PARTS OF THE EXERCISE
[1] In the cigar band coffee table thread below, what color had someone painted the mahogany table?
[2] Please carry on with the cigar band coffee table thread below, picking up right after its final post.

*** DOCUMENT PASSAGE

# PROJECT: Cigar Band Coffee Table (Warning: Many pictures)



## Mark THS (Feb 5, 2007)

Well, fresh off the heals of the cigar room, I figured I'd dive head first into a new project. After seeing Tech-Ninja's awesome cigar band poker table (HERE), I was inspired to start a cigar band project of my own.

I mulled around with the idea of what piece of furniture would lend itself the best to the project. After some careful consideration, I decided on a coffee table. I browsed Craigslist for a few weeks and finally came across a chippendale table that looked like it may have potential. The guy was asking $60 for it but I talked him down to an amount considerably less after seeing the awful condition it was in. Why anyone decided to paint a beautiful mahogany table with lime green paint is beyond me.

So with the table procured and in my possession I had to go about finding the massive amounts of bands to lay into the epoxy. Now, I smoke frequently- but not THAT much..so I decided to check out eBay to see what they had in the way of cigar bands. I was fortunate enough to find a gentleman who had 5 bundles of unused, antique cigar bands. Additionally, I was able to track down a few antique box labels and small print and litho knick-knacks to include.

I am kicking myself for not taking more through pictures of the process (you'll see as I post the pictures that some steps are missing pictures). I also have misplaced pictures of the original, untouched table.

Fast forward to the middle of the stripping process. Much of the lime green paint was removed, but you can see the gist of what it may have looked like. You'll see from the pictures that the deep detail grooves of the table provided quite a challenge to strip of paint.


----------



## Mark THS (Feb 5, 2007)

With the table totally stripped of paint, I began primary sanding to remove as much of the surface imperfections as I could. As I sanded, it became strikingly evident that the old table had sucked up a tremendous amount of stain when it was originally manufactured.


To free the wood of this finish, I decided to bleach the wood with a two part bleach. You can see that the bleach helped to recover much of the original wood tone


----------



## Mark THS (Feb 5, 2007)

With the wood bleached. I went through the painstaking process of sanding and detailing the wood to return it to original condition. This involved between 8-10 varying grits of sandpaper, small picks for grooves and channels, and when all was said and done, about 10-15 hours of time. (I apologize for not including pics of sanding).

******
*** DATA PROVIDED

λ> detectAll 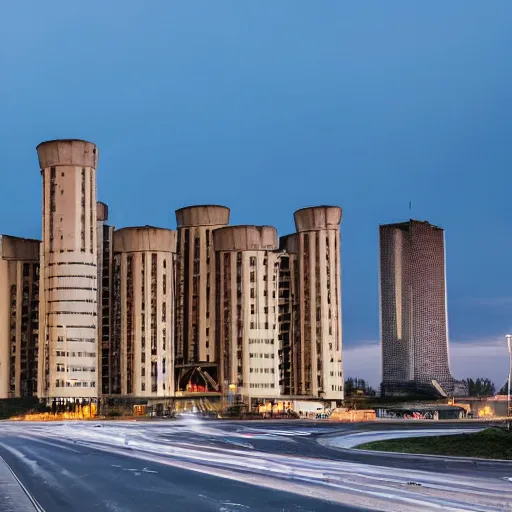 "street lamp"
[505,334,512,417]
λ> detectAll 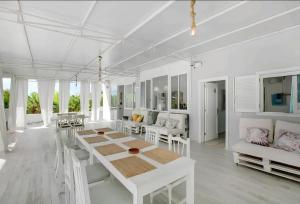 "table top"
[76,127,195,195]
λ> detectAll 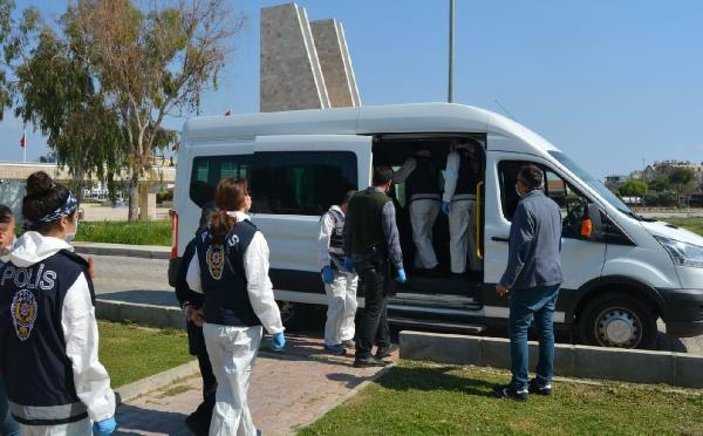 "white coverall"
[442,151,481,274]
[393,156,440,269]
[6,231,115,436]
[186,211,284,436]
[318,206,359,346]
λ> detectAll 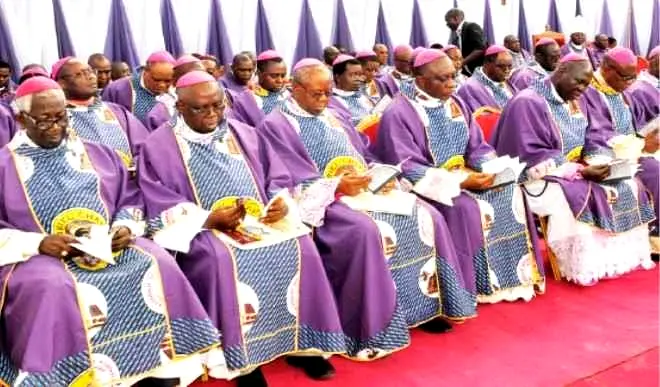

******

TASK RESULTS
[1] Lime green.

[2]
With the table sanded down to original form, I chose a light walnut stain.







(As you can see in the previous picture, the pores of the wood still held some paint, but the finish eventually toned the wood to where it would be impossible to see. Also, it would be covered with bands, so it was of no concern to me)


----------



## Mark THS (Feb 5, 2007)

With several coats of stain applied, the table had reached a tone that I was happy with. I then applied SEVERAL coats of a polyurethane finish. Again, I did not photograph this entire project, but here is the finished result.


----------



## Mark THS (Feb 5, 2007)

With the table ultimately finished from a restoration aspect, I focused my efforts on the epoxy table top.

I first started by laying out a few of the antique box labels that I wanted to feature prominently. I applied them with adhesive spray.



Then I laid the first few bands down with more adhesive spray



And some more...



I finished the first layer with a few more bands and laid down the first 32 oz of epoxy. The epoxy is clear, so it is difficult to see, but the bands darkened a bit as they saturated.


----------



## Mark THS (Feb 5, 2007)

I continued the process of laying down the bands on top of the first layer and poured a 2nd layer


----------



## Mark THS (Feb 5, 2007)

I added more bands and created a 3rd layer of epoxy


----------



## butterbeezy (Sep 12, 2007)

OMFG... you did an amazing job on that once crappy table :tu


----------



## Mark THS (Feb 5, 2007)

Finally, I added more bands and MORE epoxy to create a 4th layer. This will ultimately be the final layer





And there you go, folks. My cigar band table.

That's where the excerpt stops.